━━━━━ Data extract ━━━━━

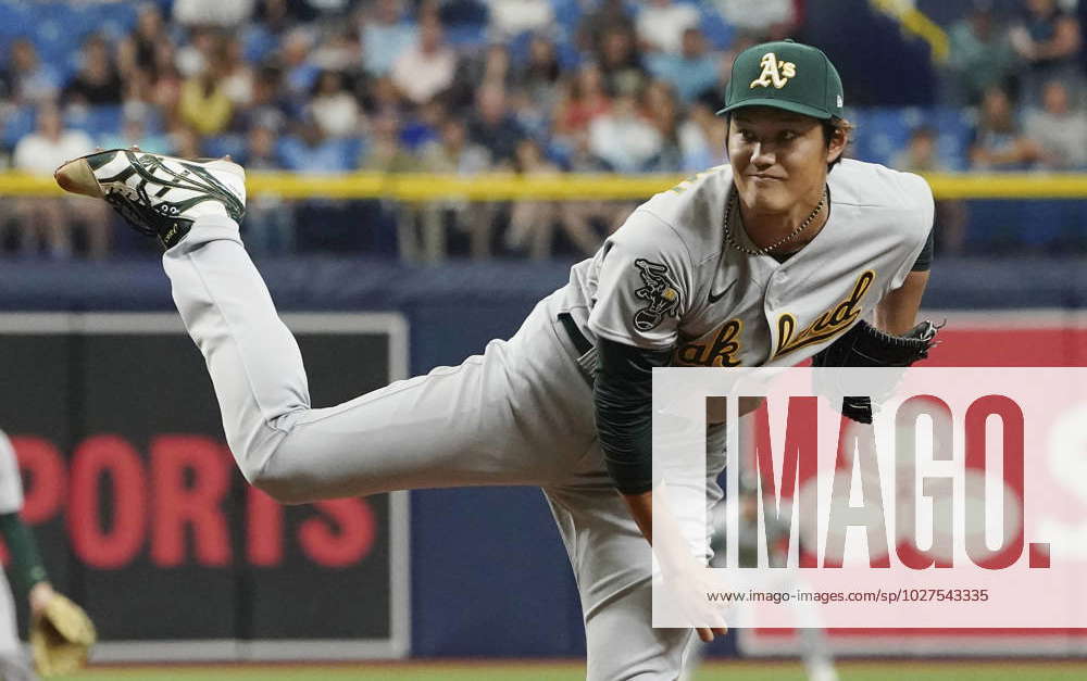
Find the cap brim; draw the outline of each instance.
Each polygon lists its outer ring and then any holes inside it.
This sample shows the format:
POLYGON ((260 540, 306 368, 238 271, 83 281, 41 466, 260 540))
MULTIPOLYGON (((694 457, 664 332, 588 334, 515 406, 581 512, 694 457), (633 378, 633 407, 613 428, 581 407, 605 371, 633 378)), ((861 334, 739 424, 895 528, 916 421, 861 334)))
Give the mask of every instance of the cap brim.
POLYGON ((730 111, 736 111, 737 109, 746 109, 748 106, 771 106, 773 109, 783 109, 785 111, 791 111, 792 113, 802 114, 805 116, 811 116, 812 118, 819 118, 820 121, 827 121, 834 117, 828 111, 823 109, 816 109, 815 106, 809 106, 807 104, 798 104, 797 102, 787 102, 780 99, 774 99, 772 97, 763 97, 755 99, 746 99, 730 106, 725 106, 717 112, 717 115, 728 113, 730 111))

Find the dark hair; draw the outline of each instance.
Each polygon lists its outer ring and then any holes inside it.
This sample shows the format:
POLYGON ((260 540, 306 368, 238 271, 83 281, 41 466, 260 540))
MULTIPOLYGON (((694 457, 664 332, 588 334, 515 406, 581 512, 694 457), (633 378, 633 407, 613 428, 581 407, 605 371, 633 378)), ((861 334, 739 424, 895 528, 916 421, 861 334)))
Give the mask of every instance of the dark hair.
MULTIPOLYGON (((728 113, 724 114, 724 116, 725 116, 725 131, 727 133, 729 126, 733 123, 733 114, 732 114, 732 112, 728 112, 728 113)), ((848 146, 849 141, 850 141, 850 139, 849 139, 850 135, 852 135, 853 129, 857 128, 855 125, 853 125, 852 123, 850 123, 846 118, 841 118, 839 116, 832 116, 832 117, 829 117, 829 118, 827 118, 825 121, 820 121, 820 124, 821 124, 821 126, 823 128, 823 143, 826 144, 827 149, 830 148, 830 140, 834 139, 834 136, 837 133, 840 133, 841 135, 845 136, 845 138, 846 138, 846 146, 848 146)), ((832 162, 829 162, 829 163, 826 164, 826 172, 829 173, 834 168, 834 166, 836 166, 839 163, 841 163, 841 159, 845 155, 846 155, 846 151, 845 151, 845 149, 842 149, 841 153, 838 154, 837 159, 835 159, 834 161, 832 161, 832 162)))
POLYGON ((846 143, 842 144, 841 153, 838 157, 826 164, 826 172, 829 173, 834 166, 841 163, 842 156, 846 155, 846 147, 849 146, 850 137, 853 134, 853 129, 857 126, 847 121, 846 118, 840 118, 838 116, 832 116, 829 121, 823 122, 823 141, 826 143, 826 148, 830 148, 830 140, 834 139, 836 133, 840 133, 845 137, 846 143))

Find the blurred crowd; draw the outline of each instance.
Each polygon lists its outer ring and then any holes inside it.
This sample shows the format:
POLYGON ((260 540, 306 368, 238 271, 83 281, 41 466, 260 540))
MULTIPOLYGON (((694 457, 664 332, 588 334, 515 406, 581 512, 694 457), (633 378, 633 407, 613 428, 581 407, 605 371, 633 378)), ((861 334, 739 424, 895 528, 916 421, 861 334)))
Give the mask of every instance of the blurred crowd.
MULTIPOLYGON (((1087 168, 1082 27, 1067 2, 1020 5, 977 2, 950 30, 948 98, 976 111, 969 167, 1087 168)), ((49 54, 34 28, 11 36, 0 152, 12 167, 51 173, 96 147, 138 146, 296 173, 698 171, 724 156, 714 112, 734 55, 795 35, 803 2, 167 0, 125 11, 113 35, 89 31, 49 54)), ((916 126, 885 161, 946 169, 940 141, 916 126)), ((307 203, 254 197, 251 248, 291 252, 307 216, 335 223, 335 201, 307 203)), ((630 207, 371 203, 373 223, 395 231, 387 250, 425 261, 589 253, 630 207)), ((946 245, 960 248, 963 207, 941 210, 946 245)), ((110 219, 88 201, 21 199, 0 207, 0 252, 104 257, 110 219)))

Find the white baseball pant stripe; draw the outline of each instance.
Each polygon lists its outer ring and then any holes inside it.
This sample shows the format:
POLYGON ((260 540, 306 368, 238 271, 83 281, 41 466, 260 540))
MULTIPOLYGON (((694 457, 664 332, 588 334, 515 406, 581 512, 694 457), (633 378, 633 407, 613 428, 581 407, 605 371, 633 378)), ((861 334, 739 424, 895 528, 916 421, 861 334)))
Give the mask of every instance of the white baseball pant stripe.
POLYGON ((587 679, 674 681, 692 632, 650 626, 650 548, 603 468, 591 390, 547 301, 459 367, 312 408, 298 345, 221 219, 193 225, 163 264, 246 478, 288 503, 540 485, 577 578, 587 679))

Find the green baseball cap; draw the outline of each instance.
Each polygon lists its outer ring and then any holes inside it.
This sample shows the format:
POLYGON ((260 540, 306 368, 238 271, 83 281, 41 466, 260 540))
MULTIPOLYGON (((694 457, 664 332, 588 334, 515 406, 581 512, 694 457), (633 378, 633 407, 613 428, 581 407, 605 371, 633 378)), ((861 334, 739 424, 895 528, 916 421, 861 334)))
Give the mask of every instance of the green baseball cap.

━━━━━

Convert the lines above into a JSON list of strings with one string per line. Skip blank lines and leave out the pictures.

[
  "Find the cap brim; draw the outline of each instance.",
  "Each polygon lists its outer ring and then any holes inside it.",
  "This sample shows the format:",
  "POLYGON ((260 540, 306 368, 238 271, 83 281, 41 466, 260 540))",
  "MULTIPOLYGON (((694 457, 664 332, 588 334, 515 406, 581 512, 694 457), (633 378, 633 407, 613 428, 581 407, 605 371, 633 378)), ((861 334, 739 424, 895 528, 916 421, 861 334)))",
  "Give the mask of every instance of the cap brim.",
  "POLYGON ((730 111, 736 111, 737 109, 746 109, 748 106, 771 106, 773 109, 783 109, 785 111, 791 111, 792 113, 802 114, 805 116, 811 116, 812 118, 819 118, 820 121, 827 121, 834 117, 828 111, 823 109, 816 109, 815 106, 809 106, 807 104, 798 104, 797 102, 787 102, 780 99, 774 99, 772 97, 763 97, 755 99, 746 99, 730 106, 725 106, 717 112, 717 115, 728 113, 730 111))",
  "Find the dark hair; draw the outline of each instance.",
  "Each polygon lists its outer ring and then any holes inside it.",
  "This sample shows the format:",
  "POLYGON ((260 540, 306 368, 238 271, 83 281, 41 466, 260 540))",
  "MULTIPOLYGON (((694 457, 664 332, 588 334, 515 406, 581 512, 694 457), (633 378, 633 407, 613 428, 581 407, 605 371, 633 378)), ((861 334, 739 424, 895 528, 916 421, 861 334)))",
  "Give the mask of every instance of the dark hair.",
  "MULTIPOLYGON (((728 113, 724 114, 724 116, 725 116, 725 131, 727 133, 729 126, 733 123, 733 114, 732 114, 732 112, 728 112, 728 113)), ((848 146, 849 141, 850 141, 850 139, 849 139, 850 135, 852 135, 853 129, 857 128, 855 125, 853 125, 852 123, 850 123, 846 118, 841 118, 839 116, 832 116, 832 117, 829 117, 829 118, 827 118, 825 121, 820 121, 820 124, 821 124, 821 126, 823 128, 823 143, 826 144, 827 149, 830 148, 830 140, 834 139, 834 136, 837 133, 840 133, 841 135, 845 136, 845 138, 846 138, 846 146, 848 146)), ((832 162, 829 162, 829 163, 826 164, 826 172, 829 173, 834 168, 834 166, 836 166, 839 163, 841 163, 841 159, 845 155, 846 155, 846 151, 845 151, 845 149, 842 149, 841 153, 838 154, 837 159, 835 159, 834 161, 832 161, 832 162)))",
  "POLYGON ((846 143, 842 144, 841 153, 838 157, 826 164, 826 172, 829 173, 834 166, 841 163, 842 156, 846 155, 846 147, 849 146, 850 137, 853 134, 853 129, 857 126, 847 121, 846 118, 840 118, 838 116, 832 116, 829 121, 823 122, 823 141, 826 143, 826 148, 830 148, 830 140, 834 139, 836 133, 840 133, 845 137, 846 143))",
  "Find the blurred crowd; draw the outline of each instance.",
  "Each polygon lists its outer ring and then any holes inside it.",
  "This sample shows the format:",
  "POLYGON ((260 540, 306 368, 238 271, 83 281, 41 466, 260 540))",
  "MULTIPOLYGON (((694 457, 664 332, 588 334, 515 406, 581 512, 694 457), (633 378, 633 407, 613 428, 581 407, 605 371, 633 378)), ((861 334, 739 424, 895 528, 916 421, 861 334)))",
  "Give the mask of every instance of the blurred crowd.",
  "MULTIPOLYGON (((1087 168, 1082 27, 1067 2, 1020 5, 977 2, 950 30, 948 98, 976 111, 969 167, 1087 168)), ((49 54, 34 28, 11 36, 0 152, 12 167, 51 173, 96 147, 138 146, 296 173, 698 171, 724 156, 714 112, 734 55, 795 35, 803 2, 167 0, 125 11, 113 35, 89 31, 49 54)), ((916 126, 885 161, 946 169, 940 141, 916 126)), ((307 203, 254 197, 251 248, 291 252, 307 216, 335 223, 335 201, 307 203)), ((630 207, 371 203, 373 223, 395 231, 387 250, 425 261, 589 253, 630 207)), ((946 245, 960 248, 963 207, 941 210, 946 245)), ((110 219, 88 201, 21 199, 0 207, 0 252, 104 257, 110 219)))",
  "Find the white baseball pant stripe; draw the outline of each instance.",
  "Each polygon lists its outer ring and then any holes inside it.",
  "This sample shows the format:",
  "POLYGON ((260 540, 306 368, 238 271, 83 281, 41 466, 260 540))",
  "MULTIPOLYGON (((694 457, 664 332, 588 334, 515 406, 581 512, 694 457), (633 378, 633 407, 613 428, 581 407, 605 371, 633 378)), ((861 334, 739 424, 895 528, 916 421, 861 334)))",
  "Give the mask of every instance of the white baseball pant stripe.",
  "POLYGON ((587 679, 674 681, 692 632, 650 626, 650 548, 603 468, 591 390, 547 301, 459 367, 312 408, 298 345, 221 219, 193 225, 163 264, 246 478, 288 503, 540 485, 577 578, 587 679))",
  "Find the green baseball cap; draw the outline of each instance.",
  "Each polygon lists its outer ring and then any holes inside it.",
  "This sample shows the format:",
  "POLYGON ((260 540, 306 368, 238 271, 83 281, 41 466, 260 540))",
  "MULTIPOLYGON (((694 457, 664 332, 588 334, 515 406, 581 512, 694 457), (633 378, 633 407, 613 428, 581 407, 605 371, 633 378)), ((861 334, 739 424, 895 528, 916 421, 861 334)))",
  "Give the mask of every instance of the green baseball cap."
]